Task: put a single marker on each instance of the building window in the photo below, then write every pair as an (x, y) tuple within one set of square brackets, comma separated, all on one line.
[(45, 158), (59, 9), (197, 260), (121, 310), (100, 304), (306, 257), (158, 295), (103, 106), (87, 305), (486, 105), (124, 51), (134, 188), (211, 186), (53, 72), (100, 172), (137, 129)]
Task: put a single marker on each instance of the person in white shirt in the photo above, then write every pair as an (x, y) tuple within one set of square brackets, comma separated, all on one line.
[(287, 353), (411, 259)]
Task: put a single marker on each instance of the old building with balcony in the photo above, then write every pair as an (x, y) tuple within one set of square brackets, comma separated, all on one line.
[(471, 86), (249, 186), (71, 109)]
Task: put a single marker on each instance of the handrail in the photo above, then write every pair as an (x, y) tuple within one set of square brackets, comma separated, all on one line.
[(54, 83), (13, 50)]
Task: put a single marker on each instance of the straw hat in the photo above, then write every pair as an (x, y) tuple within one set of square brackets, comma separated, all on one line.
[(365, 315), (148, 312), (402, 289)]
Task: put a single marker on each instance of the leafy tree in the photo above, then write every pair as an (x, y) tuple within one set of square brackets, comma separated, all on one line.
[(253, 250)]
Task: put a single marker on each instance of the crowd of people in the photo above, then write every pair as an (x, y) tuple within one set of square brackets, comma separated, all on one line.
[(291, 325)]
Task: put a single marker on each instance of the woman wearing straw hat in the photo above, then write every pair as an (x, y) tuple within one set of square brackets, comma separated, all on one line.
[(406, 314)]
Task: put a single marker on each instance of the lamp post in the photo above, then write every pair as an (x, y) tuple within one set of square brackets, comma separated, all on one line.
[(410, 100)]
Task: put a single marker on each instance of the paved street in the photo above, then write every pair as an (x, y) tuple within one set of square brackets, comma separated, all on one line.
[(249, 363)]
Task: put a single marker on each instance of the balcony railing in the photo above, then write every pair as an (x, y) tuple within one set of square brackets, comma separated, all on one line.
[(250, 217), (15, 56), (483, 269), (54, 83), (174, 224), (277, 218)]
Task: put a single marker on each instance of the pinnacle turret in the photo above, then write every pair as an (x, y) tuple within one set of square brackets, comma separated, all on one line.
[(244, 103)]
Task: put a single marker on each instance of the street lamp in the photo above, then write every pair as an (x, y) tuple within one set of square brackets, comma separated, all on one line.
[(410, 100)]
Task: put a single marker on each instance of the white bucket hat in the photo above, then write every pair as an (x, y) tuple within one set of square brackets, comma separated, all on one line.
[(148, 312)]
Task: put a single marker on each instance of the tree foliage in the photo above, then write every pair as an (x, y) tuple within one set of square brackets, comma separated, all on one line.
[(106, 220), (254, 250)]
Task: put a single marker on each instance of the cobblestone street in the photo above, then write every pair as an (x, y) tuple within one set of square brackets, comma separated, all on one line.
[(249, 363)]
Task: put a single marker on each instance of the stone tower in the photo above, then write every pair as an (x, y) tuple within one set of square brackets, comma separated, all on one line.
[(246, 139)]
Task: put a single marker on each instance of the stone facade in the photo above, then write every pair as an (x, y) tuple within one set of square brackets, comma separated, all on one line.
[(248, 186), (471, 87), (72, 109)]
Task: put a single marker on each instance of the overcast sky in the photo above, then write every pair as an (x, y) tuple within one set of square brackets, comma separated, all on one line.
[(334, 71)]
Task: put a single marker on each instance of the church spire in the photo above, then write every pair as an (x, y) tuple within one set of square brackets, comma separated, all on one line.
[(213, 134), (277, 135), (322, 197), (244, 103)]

+---+

GOAL OF THE EXERCISE - Copy every line of the material, please, keeping it exactly the same.

ANSWER TO THE EXERCISE -
Task: put a single marker on each instance of the building window in the photo below, then write every pair as an (x, y) tuple within one set of square brackets, comma separated, all on one line.
[(45, 158), (59, 9), (197, 260), (121, 310), (100, 304), (306, 257), (158, 295), (103, 106), (87, 305), (486, 105), (124, 51), (134, 188), (211, 186), (53, 72), (100, 172), (137, 129)]
Task: put a single marker on each instance of the person in white shirt in the photo above, then write every pair as an (x, y) tuple within one set of square brackets, comma separated, all on one line.
[(287, 353), (411, 259)]
Task: put a single marker on each instance of the old building with balcony in the photo above, then write every pair as an (x, y) tuple within one set of square brackets, comma separated, all on one line.
[(471, 86), (249, 186), (71, 109)]
Task: put a single marker on each instance of the handrail in the photo above, then write every pair as an (x, y) tuple within one set of square brackets, comma separated, all on one line.
[(54, 83), (13, 50)]
Task: put a single marker on each instance of the straw hat in the photo above, then write every pair as an (x, y) tuple within one set of square brackets, comma separated, all on one line.
[(365, 315), (148, 312), (402, 289)]
Task: put a single marker on each instance of the leafy tree in the photo above, then write every pair as an (x, y) tuple within one set of square brackets, comma separated, all on one line.
[(253, 250)]
Task: put a single marker on each instance of the crowd of people in the photo above, then write every pair as an (x, y) tuple within one set of square brackets, comma separated, all on one line.
[(291, 325)]
Task: put a single marker on each instance of the woman wearing straw hat in the photo above, then write every pair as an (x, y) tuple within one set of square brackets, comma separated, all on one line.
[(406, 314)]
Task: put a single marker on each instance of the lamp post in the photo above, then write every pair as an (x, y) tuple within one set of square brackets, comma separated, all on one line.
[(410, 100)]
Task: put a single marker on each instance of the paved street in the photo above, then write every pair as an (x, y) tuple within one set of square brackets, comma separated, all on one line.
[(249, 363)]
Task: put a single marker on each instance of the balcony railing in the photo above, then write every pair as an (x, y) tuple within one set of square brackets, comma separated, all on one line.
[(250, 217), (15, 56), (483, 269), (54, 83), (174, 224), (277, 218)]
Task: put a single marker on each instance of the pinnacle turret in the photo above, then write every pair as an (x, y) tuple within one set of square brackets, comma separated, all on one line.
[(244, 103)]
Task: put a single marker on each instance of the street lamp in the photo above, then write every pair as an (x, y) tuple within one set of square brackets, comma separated, all on one line.
[(410, 100)]
Task: put a single marker on each instance of the white bucket hat in the photo above, then write every pair as an (x, y) tuple within one set of square brackets, comma separated, all on one line.
[(148, 312)]
Task: put a single marker on each instance of the tree foliage in the photo above, then write every pair as an (x, y) tuple within one set of square brackets, comma separated, all on one line.
[(106, 220), (254, 250)]
Task: put a single marker on each instance of the cobblestone street in the photo above, then write every pair as an (x, y) tuple within one set of square brackets, comma separated, all on one line.
[(249, 363)]
Task: put a single marker on each instance of the stone tower in the photo above, then write every pair as an (x, y) tuple within one set of square brackets, comma separated, all on one line.
[(246, 139)]
Task: put a single marker on each instance of the stone facade in the photo above, then write every pair as an (x, y) tuple within one set of square brackets, comma separated, all on one line.
[(248, 186), (471, 87), (72, 109)]
Task: put a single marker on each instance of the overcast sky in the photo above, then write every pair as an (x, y) tuple within one set of square brackets, comma separated, all on one line.
[(334, 71)]
Task: put a single marker on each instance of the church spire in the photo above, then write every pair as an (x, y) tuple within one set of square brackets, comma separated, all on one line.
[(213, 134), (277, 135), (322, 197), (244, 103)]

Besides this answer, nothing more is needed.